**PROBLEM SET**
a – Summarize the article on Black hair in schools in two sentences.
b – Please update the article on Black hair in schools by writing out the part starting at "-by Bhavna Ramji" and ending at "vindicate the girls." again, with "blackboard" replaced by "chalkboard".

The Policing of Black Hair in Our Schools: Policy or Prejudice?


 

-by Bhavna Ramji and Tim Fish Hodgson

In August 2016, Black learners at Pretoria High School for Girls organised a protest against school authorities preventing them from wearing their hair in Afros.

Public discussion on the topic has been heated, and in some cases, entirely misinformed.

Radio host John Robbie, for example, took it upon himself to give a learner a lecture on the importance of “rules”, all the while offensively ignoring and condescending to her patient explanations of the lived experiences of girls at the school. Others have questioned whether Afros may prevent other children from seeing the blackboard. Little, if anything has been said about the content of the school’s rules, education policy and national law, which in fact vindicate the girls.

What is the basis of the girls’ complaints?

The girls’ major complaint is that school policy on “hairstyles” was being misused to prevent Black, and particularly African, learners from wearing their hair in Afros, bantu knots, dreadlocks, and corn rows.

Natural hairstyles came under attack by the school’s almost entirely white staff body in many ways, ranging from threats to learners’ education to crude insults and racial slurs:  Black learners at the school had been told they would not be able to write exams if they didn’t “fix” their hair, that “[your hair] looks like a bird’s nest”, that “[your dreadlocks are] dirty old braids”.

In one case, two teachers referred to a learner as having “k****r hair”, which, alone should be grounds for the teachers’ dismissal. The Eastern Cape High Court, Mthatha, has recently concluded that the k-word itself is “an inescapably racial slur which is disparaging, derogatory and contemptuous of the person of whom it is used or to whom it is directed” and therefore constitutes hate speech. It directed the utterer of this word to pay the victim R100 000 in damages.

Data entries:
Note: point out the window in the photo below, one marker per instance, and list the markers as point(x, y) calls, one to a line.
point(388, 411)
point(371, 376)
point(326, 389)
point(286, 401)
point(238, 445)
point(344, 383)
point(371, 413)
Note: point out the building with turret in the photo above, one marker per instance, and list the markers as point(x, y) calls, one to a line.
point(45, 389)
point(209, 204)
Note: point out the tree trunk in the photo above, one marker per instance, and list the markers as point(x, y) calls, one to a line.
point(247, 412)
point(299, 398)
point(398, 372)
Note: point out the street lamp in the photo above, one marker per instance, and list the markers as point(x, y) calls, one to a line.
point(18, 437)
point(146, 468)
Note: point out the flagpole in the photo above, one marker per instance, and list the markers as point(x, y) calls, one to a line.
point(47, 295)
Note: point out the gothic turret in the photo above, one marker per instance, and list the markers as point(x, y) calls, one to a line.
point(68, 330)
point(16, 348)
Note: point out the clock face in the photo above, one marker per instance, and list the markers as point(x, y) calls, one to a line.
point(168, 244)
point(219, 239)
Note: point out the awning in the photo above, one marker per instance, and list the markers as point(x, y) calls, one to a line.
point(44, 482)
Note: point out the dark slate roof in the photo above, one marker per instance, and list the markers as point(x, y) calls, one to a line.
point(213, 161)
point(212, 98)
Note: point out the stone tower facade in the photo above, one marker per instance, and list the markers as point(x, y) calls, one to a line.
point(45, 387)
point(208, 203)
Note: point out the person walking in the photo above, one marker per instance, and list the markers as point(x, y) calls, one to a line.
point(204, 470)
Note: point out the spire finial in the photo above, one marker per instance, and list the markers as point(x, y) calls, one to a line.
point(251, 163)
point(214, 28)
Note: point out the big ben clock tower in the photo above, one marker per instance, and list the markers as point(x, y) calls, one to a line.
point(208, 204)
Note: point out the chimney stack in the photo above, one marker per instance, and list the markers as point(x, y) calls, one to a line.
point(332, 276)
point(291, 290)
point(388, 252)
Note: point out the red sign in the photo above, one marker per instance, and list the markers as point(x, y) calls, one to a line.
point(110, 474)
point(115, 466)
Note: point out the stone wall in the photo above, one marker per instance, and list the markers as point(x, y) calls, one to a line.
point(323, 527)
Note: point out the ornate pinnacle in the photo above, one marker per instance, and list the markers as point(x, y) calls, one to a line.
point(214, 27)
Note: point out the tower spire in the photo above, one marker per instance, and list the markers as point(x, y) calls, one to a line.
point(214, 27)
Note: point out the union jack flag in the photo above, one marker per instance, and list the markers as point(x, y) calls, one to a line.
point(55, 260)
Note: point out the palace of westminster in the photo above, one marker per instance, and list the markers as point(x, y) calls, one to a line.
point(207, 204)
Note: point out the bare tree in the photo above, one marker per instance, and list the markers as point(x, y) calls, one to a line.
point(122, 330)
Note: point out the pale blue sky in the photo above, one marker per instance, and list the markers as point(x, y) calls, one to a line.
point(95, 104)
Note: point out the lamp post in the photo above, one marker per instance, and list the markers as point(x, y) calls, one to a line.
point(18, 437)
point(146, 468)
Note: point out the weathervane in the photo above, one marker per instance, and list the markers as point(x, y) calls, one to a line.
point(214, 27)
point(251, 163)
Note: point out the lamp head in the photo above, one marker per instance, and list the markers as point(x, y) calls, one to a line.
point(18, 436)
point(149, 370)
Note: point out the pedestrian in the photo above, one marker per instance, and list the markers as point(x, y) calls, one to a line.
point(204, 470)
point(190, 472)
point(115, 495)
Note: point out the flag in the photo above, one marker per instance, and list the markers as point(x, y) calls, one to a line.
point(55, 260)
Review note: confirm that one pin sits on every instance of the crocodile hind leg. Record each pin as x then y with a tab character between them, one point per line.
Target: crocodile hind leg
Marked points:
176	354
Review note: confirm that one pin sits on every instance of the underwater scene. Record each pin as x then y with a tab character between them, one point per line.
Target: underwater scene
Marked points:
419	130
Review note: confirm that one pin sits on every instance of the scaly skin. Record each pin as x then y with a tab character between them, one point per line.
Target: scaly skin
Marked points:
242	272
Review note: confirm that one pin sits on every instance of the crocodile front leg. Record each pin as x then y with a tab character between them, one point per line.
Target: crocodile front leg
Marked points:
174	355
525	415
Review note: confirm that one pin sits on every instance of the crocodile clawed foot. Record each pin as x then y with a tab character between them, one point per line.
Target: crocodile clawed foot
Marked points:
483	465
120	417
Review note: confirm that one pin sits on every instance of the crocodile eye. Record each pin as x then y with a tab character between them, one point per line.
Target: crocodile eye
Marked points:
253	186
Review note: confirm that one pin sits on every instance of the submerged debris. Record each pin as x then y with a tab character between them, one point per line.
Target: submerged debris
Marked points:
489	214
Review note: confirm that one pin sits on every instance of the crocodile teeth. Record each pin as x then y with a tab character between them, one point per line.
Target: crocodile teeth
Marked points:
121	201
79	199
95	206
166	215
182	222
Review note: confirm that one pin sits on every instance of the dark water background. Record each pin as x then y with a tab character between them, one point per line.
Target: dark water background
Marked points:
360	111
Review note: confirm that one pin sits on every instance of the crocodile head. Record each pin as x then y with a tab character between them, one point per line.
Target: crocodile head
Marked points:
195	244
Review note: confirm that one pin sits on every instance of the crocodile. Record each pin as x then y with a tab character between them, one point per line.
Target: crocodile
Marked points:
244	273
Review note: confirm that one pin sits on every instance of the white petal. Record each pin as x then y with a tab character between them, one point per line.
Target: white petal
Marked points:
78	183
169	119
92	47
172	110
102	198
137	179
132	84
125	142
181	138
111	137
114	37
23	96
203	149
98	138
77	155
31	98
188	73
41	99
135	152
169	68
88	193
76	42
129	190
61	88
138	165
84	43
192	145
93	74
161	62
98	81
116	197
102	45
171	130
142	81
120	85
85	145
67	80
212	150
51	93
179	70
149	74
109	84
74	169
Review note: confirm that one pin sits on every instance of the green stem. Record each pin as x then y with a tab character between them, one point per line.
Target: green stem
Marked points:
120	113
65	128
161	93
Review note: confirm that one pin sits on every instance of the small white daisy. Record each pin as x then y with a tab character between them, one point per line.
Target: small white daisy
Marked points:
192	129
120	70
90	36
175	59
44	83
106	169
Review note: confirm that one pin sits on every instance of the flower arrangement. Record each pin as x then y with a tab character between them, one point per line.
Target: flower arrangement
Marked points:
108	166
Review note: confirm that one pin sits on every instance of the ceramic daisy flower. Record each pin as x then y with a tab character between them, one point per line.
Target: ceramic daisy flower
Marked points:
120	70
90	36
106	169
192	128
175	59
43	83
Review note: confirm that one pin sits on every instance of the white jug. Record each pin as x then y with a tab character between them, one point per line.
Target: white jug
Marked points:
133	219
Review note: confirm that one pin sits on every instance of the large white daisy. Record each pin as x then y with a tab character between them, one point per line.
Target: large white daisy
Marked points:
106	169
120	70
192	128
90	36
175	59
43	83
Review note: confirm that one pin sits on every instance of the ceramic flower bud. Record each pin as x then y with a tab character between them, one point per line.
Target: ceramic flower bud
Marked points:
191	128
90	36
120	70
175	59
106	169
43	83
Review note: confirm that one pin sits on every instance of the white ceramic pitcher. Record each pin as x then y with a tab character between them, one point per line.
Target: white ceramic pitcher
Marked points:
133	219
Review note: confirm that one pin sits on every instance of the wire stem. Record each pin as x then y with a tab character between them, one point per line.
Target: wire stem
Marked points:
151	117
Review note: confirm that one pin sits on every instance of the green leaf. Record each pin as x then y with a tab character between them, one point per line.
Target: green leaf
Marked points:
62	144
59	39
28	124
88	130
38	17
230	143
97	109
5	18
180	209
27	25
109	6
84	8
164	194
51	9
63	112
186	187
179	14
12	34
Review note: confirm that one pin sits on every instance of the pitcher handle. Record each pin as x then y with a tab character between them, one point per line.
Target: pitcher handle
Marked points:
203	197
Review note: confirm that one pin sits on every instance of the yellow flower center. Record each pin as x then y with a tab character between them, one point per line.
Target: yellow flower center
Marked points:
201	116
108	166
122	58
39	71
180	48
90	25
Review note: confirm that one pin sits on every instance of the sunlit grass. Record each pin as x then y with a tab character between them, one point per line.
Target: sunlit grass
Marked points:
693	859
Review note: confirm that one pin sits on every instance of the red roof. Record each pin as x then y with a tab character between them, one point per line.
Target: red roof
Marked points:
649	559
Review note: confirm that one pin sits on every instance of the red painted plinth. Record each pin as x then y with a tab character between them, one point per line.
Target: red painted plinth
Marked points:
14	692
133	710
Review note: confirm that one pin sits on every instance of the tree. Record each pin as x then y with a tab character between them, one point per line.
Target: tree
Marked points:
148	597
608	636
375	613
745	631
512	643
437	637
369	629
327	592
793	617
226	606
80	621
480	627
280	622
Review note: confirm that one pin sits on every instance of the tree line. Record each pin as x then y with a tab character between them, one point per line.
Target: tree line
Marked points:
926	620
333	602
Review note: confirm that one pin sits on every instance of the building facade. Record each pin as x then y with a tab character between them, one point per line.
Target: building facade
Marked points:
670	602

**SET OF ANSWERS**
a – In August 2016, Black learners at Pretoria High School for Girls protested against school authorities preventing them from wearing Afros. Their main complaint was that the hairstyle policy was being misused against natural styles such as Afros, bantu knots, dreadlocks and corn rows, and that staff threatened their exams and insulted them, including two teachers who used a racial slur that the Eastern Cape High Court, Mthatha, has found to be hate speech.

b –
-by Bhavna Ramji and Tim Fish Hodgson

In August 2016, Black learners at Pretoria High School for Girls organised a protest against school authorities preventing them from wearing their hair in Afros.

Public discussion on the topic has been heated, and in some cases, entirely misinformed.

Radio host John Robbie, for example, took it upon himself to give a learner a lecture on the importance of “rules”, all the while offensively ignoring and condescending to her patient explanations of the lived experiences of girls at the school. Others have questioned whether Afros may prevent other children from seeing the chalkboard. Little, if anything has been said about the content of the school’s rules, education policy and national law, which in fact vindicate the girls.